━━ PROVIDED DATA ━━
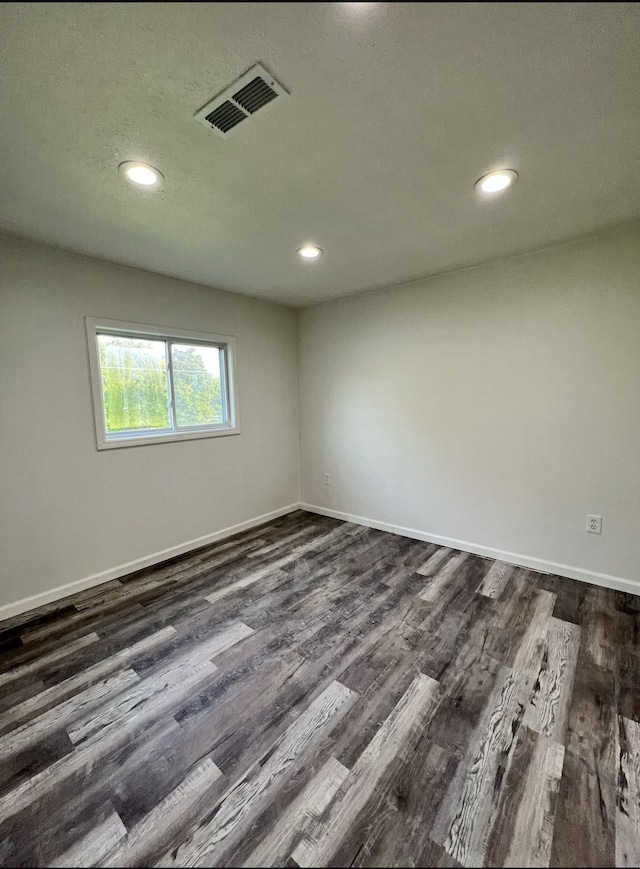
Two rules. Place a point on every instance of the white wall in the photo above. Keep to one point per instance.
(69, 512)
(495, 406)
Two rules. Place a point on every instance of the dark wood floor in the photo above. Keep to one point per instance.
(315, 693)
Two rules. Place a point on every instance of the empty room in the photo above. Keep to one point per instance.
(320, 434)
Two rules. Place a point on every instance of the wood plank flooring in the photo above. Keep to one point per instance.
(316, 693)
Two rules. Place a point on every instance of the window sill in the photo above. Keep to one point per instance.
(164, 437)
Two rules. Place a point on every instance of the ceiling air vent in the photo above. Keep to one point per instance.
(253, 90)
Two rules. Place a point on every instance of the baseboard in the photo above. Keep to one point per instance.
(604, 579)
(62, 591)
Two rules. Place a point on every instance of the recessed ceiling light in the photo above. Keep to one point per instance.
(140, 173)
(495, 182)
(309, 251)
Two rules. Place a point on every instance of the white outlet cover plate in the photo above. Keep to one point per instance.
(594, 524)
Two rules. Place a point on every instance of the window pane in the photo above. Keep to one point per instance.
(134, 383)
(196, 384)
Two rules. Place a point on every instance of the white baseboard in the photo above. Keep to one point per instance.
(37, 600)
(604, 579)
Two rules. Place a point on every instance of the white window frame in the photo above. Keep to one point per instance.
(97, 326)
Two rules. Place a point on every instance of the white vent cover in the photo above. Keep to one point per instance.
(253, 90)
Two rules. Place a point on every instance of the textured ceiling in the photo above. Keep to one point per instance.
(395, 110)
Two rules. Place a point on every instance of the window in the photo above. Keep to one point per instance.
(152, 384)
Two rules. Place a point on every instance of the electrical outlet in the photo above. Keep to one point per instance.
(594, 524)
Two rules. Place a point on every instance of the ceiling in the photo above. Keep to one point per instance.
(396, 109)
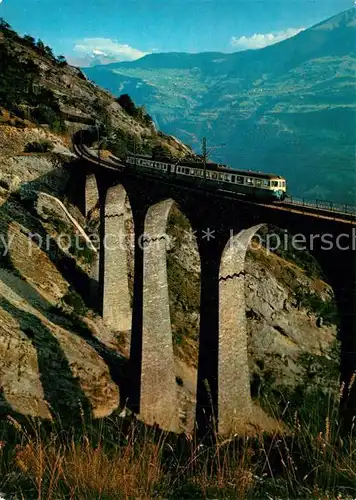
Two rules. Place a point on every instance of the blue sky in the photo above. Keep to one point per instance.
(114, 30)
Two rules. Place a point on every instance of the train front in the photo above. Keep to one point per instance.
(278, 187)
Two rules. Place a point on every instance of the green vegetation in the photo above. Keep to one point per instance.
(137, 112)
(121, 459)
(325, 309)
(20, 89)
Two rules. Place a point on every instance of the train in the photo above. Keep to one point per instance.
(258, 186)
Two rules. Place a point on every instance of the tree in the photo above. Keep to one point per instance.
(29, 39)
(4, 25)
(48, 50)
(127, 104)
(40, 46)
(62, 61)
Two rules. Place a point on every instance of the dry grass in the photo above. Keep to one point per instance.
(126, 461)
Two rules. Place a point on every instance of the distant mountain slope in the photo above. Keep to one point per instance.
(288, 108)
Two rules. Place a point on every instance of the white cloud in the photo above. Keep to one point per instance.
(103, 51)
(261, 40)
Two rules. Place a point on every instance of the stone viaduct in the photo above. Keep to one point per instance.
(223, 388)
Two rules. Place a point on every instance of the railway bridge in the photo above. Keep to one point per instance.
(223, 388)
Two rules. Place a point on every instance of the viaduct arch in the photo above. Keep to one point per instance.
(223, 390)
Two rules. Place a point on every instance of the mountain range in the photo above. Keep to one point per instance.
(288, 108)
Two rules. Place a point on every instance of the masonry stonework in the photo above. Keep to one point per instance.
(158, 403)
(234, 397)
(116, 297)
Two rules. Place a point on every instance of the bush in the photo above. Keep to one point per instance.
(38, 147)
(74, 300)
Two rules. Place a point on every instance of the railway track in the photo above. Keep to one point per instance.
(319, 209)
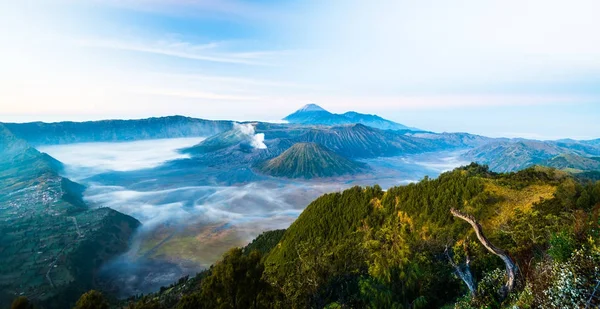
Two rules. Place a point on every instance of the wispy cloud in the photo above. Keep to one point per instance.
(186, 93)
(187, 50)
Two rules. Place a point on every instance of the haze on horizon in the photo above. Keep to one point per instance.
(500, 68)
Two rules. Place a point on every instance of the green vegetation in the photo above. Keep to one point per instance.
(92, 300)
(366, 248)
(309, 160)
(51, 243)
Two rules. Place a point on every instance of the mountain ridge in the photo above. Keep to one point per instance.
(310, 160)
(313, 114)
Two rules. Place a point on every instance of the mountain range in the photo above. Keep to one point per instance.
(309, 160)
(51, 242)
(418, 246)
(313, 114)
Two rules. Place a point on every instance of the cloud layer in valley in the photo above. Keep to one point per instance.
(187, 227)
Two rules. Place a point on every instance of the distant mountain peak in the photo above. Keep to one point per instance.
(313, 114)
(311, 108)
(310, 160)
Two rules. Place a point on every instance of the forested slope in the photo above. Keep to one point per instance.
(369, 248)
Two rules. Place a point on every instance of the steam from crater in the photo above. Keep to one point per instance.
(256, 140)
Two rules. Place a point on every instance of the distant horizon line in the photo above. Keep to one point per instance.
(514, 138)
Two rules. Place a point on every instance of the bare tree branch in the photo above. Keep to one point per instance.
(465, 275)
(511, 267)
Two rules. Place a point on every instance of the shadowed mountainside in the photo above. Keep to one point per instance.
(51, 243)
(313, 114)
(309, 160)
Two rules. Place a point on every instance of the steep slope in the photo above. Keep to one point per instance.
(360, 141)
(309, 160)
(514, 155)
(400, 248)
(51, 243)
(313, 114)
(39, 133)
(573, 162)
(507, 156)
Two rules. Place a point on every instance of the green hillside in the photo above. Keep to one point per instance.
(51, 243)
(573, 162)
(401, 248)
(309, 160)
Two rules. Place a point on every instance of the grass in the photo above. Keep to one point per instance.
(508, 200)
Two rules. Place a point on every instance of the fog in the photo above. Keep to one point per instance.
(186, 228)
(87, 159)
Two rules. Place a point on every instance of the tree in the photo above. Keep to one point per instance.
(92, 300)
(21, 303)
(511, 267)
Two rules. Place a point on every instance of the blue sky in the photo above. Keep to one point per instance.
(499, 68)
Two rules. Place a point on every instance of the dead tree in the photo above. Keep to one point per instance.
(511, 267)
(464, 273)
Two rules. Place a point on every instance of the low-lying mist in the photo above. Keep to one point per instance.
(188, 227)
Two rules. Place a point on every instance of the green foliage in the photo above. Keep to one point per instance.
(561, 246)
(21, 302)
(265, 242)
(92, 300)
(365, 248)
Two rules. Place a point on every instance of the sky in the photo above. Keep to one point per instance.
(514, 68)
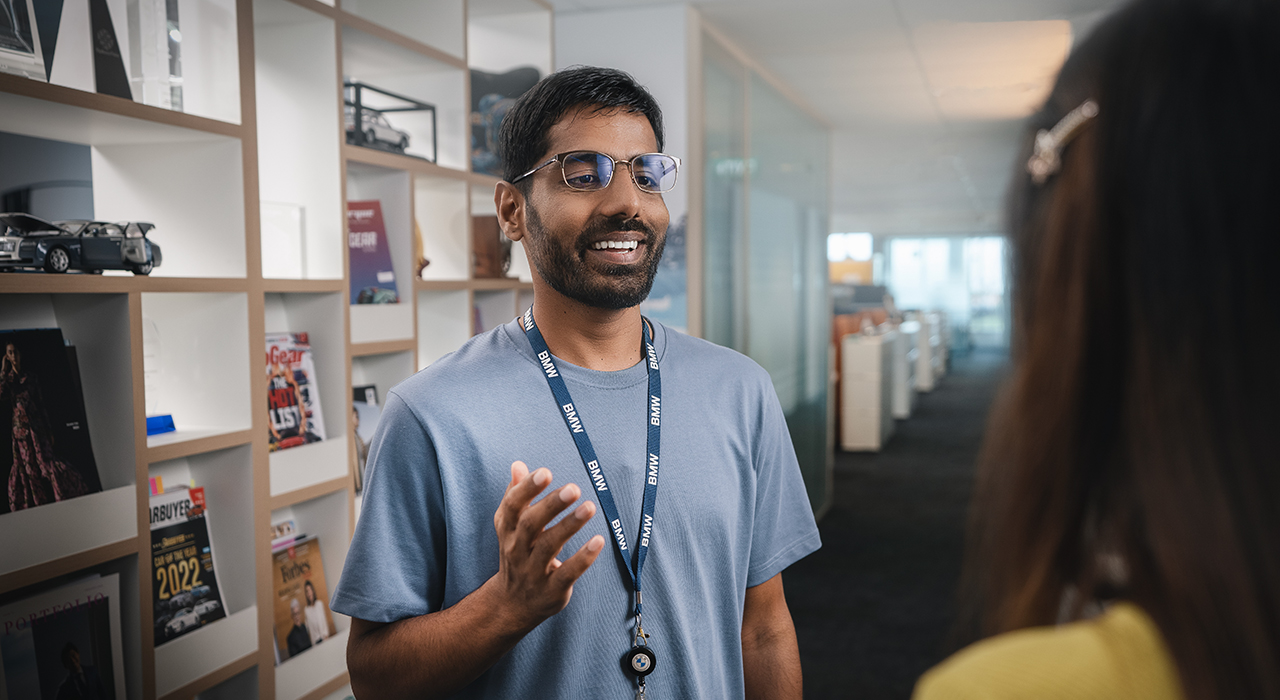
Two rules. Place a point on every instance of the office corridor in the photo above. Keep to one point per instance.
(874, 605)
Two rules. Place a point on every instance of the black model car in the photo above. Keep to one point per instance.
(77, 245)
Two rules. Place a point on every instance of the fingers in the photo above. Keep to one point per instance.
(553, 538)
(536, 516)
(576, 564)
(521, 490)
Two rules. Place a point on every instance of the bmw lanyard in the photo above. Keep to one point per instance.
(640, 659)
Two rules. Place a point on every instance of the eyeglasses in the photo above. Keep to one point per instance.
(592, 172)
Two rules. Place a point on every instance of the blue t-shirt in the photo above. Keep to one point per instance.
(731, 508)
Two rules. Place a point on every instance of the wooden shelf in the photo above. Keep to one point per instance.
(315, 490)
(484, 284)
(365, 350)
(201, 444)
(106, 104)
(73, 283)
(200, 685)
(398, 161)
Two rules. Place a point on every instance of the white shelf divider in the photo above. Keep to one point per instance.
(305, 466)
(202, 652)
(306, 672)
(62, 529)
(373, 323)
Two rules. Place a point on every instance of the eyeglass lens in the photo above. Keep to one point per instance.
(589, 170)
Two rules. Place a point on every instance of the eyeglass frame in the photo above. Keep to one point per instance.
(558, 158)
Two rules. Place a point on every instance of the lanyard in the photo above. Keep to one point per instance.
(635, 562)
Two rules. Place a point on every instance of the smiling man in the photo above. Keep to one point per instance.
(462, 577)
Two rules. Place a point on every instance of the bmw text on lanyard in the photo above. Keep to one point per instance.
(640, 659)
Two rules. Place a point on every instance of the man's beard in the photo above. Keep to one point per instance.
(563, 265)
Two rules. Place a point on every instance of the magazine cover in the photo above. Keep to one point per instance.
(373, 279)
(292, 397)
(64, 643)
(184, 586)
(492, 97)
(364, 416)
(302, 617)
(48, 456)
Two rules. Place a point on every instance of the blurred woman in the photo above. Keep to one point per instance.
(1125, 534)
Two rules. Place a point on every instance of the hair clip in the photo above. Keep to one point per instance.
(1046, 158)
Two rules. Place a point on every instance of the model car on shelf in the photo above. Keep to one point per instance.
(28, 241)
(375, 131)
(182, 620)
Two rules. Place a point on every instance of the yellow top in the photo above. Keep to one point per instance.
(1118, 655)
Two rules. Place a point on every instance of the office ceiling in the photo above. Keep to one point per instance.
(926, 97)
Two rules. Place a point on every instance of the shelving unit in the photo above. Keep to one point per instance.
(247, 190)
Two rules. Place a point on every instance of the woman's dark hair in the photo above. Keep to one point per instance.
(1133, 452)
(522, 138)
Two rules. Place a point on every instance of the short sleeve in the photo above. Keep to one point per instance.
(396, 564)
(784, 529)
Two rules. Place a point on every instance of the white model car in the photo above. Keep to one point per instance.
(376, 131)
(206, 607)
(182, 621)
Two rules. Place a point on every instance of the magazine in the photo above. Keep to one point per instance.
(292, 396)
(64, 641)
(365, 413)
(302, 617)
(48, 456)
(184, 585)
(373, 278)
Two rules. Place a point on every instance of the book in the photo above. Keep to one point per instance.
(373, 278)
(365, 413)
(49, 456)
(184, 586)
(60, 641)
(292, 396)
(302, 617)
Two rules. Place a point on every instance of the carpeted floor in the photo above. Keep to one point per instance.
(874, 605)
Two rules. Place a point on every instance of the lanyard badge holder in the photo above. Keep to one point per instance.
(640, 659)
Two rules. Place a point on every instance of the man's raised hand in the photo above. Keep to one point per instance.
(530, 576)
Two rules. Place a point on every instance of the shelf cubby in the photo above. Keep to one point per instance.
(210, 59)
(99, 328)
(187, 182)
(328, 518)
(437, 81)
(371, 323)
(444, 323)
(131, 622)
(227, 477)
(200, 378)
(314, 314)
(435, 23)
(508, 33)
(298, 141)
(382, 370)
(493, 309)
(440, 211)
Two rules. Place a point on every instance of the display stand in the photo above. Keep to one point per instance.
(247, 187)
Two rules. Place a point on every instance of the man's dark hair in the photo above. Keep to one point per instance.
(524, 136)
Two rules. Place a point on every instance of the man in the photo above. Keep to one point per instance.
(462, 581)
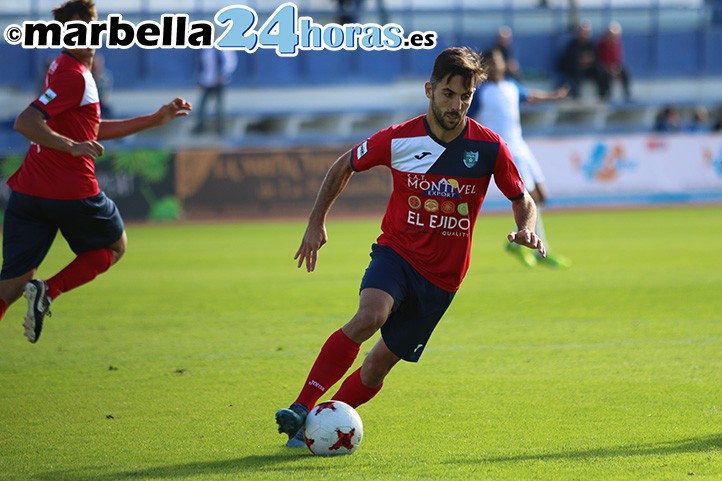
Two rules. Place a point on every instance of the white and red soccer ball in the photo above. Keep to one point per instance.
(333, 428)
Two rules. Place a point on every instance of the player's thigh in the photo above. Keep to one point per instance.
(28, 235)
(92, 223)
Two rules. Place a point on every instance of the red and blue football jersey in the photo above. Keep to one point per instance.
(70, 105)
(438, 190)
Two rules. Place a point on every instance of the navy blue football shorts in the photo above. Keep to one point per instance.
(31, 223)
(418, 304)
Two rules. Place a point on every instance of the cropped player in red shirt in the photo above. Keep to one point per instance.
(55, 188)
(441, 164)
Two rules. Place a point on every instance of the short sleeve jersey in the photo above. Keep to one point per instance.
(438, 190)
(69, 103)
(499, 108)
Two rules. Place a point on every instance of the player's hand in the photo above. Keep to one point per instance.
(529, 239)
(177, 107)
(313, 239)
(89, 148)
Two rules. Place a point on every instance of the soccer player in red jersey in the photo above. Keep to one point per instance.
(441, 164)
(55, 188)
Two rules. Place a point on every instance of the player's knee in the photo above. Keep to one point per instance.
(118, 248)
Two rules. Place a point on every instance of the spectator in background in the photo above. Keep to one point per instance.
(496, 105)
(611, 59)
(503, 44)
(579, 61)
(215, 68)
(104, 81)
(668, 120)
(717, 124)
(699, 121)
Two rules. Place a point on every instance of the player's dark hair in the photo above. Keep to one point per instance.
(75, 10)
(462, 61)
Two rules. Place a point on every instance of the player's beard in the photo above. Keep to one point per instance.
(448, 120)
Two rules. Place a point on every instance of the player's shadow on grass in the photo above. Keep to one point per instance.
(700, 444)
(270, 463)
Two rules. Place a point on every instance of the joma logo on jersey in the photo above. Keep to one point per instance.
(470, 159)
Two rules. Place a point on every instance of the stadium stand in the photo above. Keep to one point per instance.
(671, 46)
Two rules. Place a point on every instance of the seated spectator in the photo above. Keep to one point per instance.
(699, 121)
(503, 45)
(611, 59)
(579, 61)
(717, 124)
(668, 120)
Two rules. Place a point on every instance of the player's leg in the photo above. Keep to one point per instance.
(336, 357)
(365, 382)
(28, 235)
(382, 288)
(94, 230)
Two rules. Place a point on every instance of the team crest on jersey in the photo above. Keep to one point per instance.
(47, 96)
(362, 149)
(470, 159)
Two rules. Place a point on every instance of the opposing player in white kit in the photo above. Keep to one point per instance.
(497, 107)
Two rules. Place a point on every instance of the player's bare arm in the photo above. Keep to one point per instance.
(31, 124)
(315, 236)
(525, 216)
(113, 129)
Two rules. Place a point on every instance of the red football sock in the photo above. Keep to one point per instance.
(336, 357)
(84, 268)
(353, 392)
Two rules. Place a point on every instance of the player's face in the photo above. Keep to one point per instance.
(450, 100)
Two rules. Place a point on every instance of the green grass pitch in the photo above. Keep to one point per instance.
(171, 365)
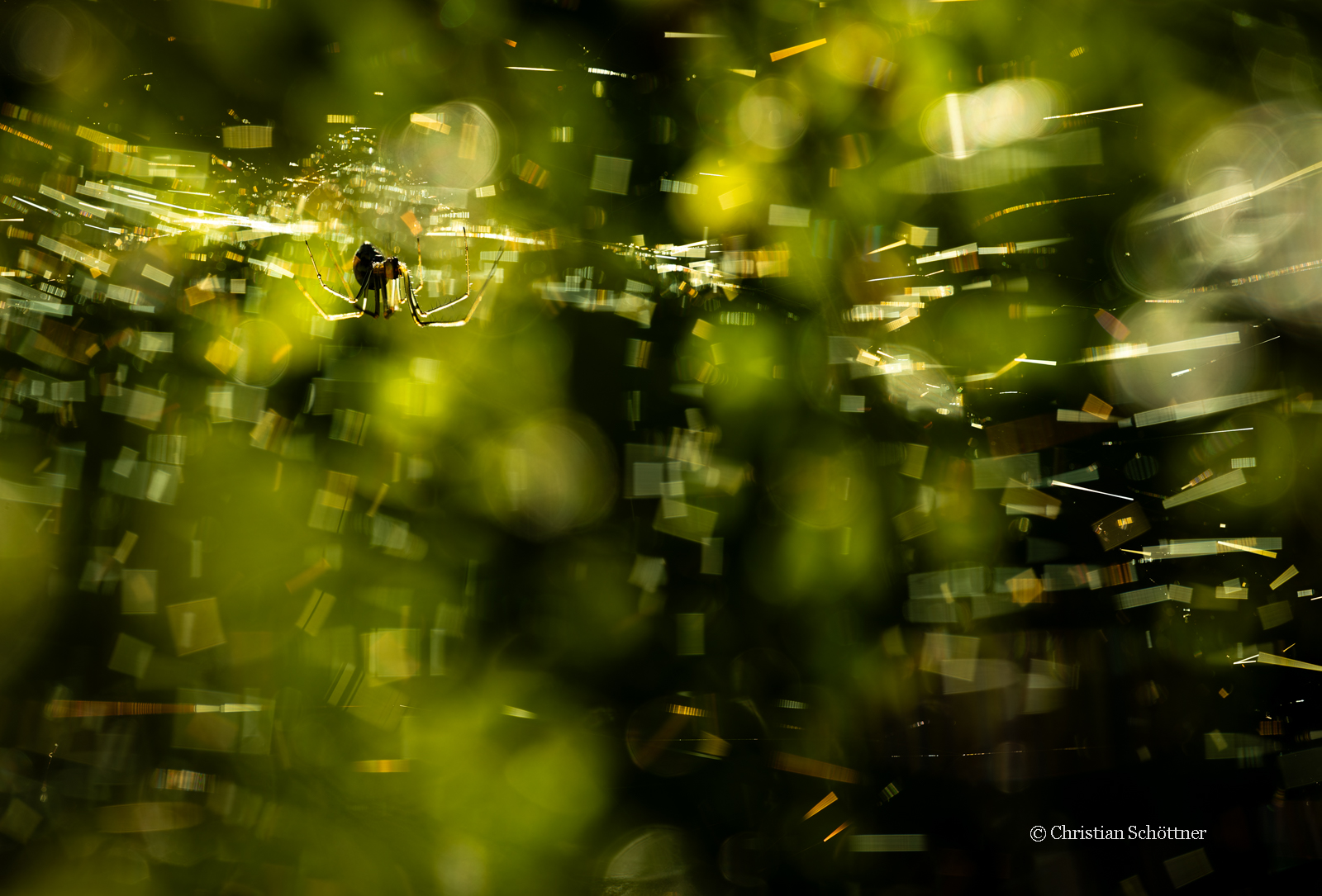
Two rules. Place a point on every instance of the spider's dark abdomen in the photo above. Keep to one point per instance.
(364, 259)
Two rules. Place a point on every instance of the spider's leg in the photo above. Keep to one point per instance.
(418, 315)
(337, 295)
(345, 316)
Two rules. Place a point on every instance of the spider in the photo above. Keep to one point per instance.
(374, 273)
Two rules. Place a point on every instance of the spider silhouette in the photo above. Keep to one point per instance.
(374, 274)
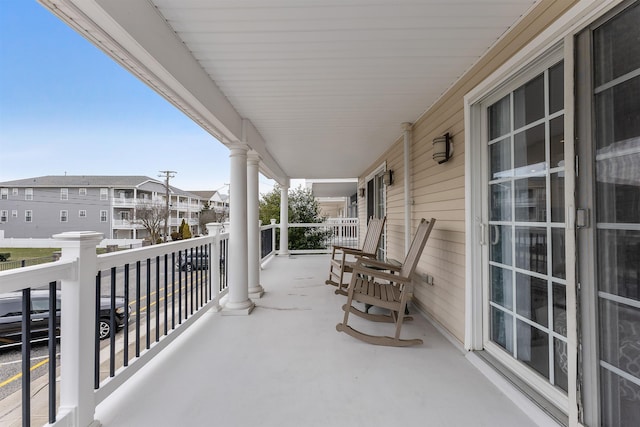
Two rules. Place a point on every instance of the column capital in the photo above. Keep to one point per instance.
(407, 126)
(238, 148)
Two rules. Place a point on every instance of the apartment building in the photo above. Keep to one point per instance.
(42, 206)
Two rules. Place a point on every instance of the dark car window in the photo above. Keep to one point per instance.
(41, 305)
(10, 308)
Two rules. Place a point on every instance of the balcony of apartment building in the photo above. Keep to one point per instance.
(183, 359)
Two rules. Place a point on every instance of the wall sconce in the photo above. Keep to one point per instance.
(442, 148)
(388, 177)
━━━
- WHAT THE TASK ASKS
Start at the line containing "Two rules. Place a point on every instance of the balcony" and transcribe through the end of the entries. Please keep both ends and add nothing.

- RESPONSE TO THE EXERCISE
Two rules. Place a point on every instance of the balcony of apartment building in the photo above. Keep to one point per instance.
(183, 359)
Two rules. Place a point on every instance of the wall sconce in the photo above. Keep to one point per instance.
(442, 148)
(388, 177)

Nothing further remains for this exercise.